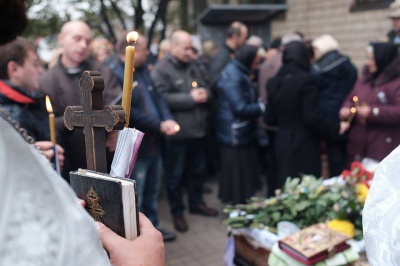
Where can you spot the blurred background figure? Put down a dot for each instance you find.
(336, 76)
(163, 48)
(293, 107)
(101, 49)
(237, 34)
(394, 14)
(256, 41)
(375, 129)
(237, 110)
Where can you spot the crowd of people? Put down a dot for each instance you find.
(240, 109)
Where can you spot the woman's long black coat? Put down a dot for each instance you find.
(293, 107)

- - -

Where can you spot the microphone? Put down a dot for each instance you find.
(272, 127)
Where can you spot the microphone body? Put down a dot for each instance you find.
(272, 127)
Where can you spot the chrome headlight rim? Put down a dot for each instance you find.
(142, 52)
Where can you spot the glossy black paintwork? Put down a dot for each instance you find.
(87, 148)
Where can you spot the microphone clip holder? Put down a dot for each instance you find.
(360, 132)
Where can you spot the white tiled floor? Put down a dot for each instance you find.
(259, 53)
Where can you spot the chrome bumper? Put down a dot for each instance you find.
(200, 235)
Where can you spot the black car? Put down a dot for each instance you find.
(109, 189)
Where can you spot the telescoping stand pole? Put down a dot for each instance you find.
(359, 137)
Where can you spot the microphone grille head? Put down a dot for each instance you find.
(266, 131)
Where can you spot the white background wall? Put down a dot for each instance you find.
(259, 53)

- - -

Collect every line from the items above that contains the word "background", and list those lines as they appear.

## Response to the task
Where can you spot the blurred background figure? Put down a dot for each instance you find.
Where can you spot the white background wall? Put down a dot for each instance you find.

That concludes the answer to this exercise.